━━ Source document ━━

J

#### joeu2004

misstatements that I made.

Martin-888 said:Subject: List all combinations of 6/36 with unique 4 numbers

Date: Fri, 13 Jul 2012 11:09:25 +0000

Message-ID: <[email protected]>

I would like Excel to give me all the possible combinations

of a 6/36 lottery, but only to win the 4 out of 6 numbers. [....]

These wouldn't be valid [...] because "1 2 3 4" and "2 3 4 6"

are appearing twice.

I believe that Martin is asking for an "abbreviated wheel" of all 36 numbers

that guarantees a 4-of-6 win. An "optimal" abrreviated wheel would be a

minimum number of 6-of-36 combinations.

Originally, I had concluded that 2240 combinations are needed to satisfy the

requirements. Later, I "corrected" myself, saying that 5456 combinations

are needed.

━━━
━━ Supplied information ━━

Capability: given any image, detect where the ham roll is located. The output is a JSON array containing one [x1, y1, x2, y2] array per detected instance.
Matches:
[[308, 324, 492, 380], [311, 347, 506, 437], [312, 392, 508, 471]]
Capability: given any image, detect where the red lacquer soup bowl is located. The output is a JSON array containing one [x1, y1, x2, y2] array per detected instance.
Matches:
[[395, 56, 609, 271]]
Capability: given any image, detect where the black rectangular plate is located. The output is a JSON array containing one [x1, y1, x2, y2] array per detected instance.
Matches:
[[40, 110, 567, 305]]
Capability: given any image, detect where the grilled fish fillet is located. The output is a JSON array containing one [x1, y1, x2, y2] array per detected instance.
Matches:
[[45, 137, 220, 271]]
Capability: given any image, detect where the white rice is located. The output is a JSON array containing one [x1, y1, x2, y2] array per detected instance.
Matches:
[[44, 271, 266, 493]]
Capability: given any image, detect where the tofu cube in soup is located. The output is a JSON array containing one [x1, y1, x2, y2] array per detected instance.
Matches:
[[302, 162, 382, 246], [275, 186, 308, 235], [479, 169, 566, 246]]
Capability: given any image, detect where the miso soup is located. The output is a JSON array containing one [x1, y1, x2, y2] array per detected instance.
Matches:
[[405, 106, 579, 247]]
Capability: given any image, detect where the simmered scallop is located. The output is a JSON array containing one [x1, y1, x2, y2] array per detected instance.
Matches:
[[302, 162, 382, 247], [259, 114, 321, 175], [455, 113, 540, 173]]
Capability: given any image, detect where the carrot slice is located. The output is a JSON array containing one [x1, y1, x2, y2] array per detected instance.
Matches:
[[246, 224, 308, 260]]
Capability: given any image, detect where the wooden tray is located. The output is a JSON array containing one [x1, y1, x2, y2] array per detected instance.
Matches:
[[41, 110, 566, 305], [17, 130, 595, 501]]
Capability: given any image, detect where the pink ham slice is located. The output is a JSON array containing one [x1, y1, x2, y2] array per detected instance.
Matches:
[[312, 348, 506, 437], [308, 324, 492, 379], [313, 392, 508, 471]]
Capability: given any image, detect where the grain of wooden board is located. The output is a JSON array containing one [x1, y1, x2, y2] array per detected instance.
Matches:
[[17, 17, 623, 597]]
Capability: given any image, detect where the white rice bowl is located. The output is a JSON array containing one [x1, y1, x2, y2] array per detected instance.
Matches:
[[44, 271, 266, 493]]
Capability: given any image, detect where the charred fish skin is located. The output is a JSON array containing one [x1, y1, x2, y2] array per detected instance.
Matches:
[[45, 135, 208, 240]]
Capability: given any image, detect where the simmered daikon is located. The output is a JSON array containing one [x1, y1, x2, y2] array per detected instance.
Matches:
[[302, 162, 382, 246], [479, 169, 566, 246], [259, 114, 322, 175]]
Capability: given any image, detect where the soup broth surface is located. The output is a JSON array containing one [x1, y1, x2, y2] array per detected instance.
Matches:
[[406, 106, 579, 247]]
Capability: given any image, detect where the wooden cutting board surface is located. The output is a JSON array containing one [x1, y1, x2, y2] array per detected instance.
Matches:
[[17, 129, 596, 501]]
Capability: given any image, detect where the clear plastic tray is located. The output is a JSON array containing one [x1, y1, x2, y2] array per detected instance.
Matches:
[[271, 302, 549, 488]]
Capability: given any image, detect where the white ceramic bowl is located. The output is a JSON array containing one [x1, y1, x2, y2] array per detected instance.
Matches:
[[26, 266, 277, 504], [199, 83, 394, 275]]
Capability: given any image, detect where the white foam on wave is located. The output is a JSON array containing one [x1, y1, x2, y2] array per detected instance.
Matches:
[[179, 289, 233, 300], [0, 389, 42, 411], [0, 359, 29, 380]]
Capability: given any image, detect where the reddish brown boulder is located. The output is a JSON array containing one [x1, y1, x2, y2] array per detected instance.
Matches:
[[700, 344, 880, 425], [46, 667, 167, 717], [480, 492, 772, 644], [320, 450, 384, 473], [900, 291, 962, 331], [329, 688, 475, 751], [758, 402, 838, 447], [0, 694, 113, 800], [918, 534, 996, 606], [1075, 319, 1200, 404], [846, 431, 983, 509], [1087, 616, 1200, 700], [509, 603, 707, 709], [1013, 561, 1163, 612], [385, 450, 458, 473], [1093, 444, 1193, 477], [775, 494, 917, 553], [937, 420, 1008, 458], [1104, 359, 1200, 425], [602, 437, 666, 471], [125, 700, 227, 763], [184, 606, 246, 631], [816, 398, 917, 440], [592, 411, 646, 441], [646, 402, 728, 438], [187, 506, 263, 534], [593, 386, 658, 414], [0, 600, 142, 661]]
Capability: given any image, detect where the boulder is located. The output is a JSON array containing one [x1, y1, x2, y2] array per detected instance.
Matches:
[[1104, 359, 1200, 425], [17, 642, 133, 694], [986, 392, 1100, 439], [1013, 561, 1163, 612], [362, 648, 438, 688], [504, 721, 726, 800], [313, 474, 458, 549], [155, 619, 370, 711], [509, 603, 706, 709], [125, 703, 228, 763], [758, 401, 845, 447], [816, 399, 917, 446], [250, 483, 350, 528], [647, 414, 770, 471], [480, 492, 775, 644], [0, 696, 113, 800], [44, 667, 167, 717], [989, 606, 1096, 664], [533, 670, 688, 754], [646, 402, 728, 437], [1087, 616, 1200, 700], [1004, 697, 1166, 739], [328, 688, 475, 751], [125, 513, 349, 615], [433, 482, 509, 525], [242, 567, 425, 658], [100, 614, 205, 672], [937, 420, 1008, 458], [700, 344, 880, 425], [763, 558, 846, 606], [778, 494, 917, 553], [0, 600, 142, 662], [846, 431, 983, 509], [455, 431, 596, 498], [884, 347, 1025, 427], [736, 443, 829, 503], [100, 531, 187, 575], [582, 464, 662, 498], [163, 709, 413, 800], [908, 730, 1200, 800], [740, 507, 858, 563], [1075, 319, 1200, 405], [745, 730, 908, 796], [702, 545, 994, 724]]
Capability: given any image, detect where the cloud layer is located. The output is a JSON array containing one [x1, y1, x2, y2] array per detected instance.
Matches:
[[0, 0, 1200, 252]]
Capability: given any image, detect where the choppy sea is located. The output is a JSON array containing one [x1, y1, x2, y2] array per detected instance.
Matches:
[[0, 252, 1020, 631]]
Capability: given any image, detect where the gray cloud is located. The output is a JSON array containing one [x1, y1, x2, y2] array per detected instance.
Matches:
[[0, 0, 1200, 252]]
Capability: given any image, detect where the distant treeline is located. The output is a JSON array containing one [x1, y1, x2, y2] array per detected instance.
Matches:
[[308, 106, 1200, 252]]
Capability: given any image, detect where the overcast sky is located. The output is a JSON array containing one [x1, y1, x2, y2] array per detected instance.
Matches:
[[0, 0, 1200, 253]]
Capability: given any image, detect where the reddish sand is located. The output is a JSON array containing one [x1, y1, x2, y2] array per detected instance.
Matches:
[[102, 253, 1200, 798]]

━━━

Given exercise 1: Convert the entries, starting with the line containing "Capability: given any image, detect where the cloud" and going on through the line containing "[[0, 252, 1020, 631]]", into a numbered list, leaving out any blank lines.
Given exercise 2: Carry on the forum thread about the lottery wheel from the point where it stops.

Exercise answer 1:
1. Capability: given any image, detect where the cloud layer is located. The output is a JSON array containing one [x1, y1, x2, y2] array per detected instance.
2. Matches:
3. [[0, 0, 1200, 252]]
4. Capability: given any image, detect where the choppy sea is located. The output is a JSON array containing one [x1, y1, x2, y2] array per detected instance.
5. Matches:
6. [[0, 252, 1020, 631]]

Exercise answer 2:
But that was based on my misunderstanding of the objectives (see below).

As it turns out, 2240 is indeed the correct answer, although that might not

be (and probably is not) the minimum number.

From: "joeu2004 said:Subject: Re: List all combinations of 6/36 with unique 4 numbers

Date: Sun, 15 Jul 2012 19:11:56 -0700

Message-ID: <[email protected]> [....]

In order to generate the minimum number of combinations that

truly guarantees a match of 4 out of 6 drawn numbers, we must

allow some combinations to have duplicate quads. Again, see

my response to PeterT for details. [2]

That is incorrect.

The key is: it is not necessary to match __all__ 4-of-36 subsets in order

to guarantee a (at least one) 4-of-6 win. It is sufficient to match

__at_least__ one 4-of-6 subset in each 6-of-36 combination.

Moreover, for wheels of p numbers in general, it is not necessary to match

at least one 4-of-6 subset in __all__ 6-of-36 combinations. It is

sufficient to match at least one 4-of-6 subset in each __6-of-p__

combination, because wheels stipulate that their "guarantee" is valid only

if __all__ 6 drawn numbers are among the subset of p numbers. Thus, the

wheel "guarantee" is a __conditional__ guarantee.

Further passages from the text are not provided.